(PROBLEM TO SOLVE):
Answer these questions about the text on the supremum of a bounded set of reals below.
(a) Who is credited with contributing it?
(b) On what date was it contributed?
(c) What expression is given for the hypothesis labeled suprltrp.n0?

Description: The supremum of a nonempty bounded set of reals can be approximated from below by elements of the set. (Contributed by Glauco Siliprandi, 17-Aug-2020)

		Ref	Expression
	Hypotheses	suprltrp.a	⊢ ( 𝜑 → 𝐴 ⊆ ℝ )
		suprltrp.n0	⊢ ( 𝜑 → 𝐴 ≠ ∅ )
		suprltrp.bnd	⊢ ( 𝜑 → ∃ 𝑥 ∈ ℝ ∀ 𝑦 ∈ 𝐴 𝑦 ≤ 𝑥 )

(COLLECTED DATA):
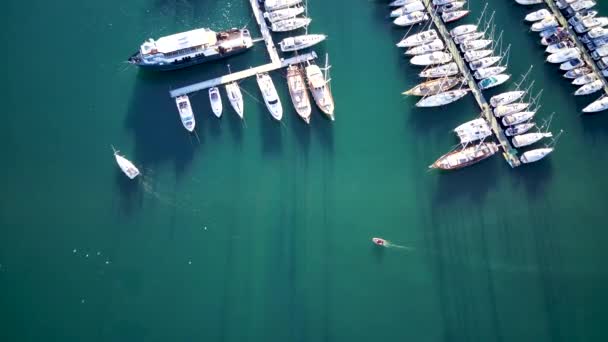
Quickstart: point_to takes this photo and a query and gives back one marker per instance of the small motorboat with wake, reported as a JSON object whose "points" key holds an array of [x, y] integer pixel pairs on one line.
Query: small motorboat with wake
{"points": [[216, 101], [185, 112], [125, 165]]}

(FINISHED EXERCISE):
(a) Glauco Siliprandi
(b) 17-Aug-2020
(c) ⊢ ( 𝜑 → 𝐴 ≠ ∅ )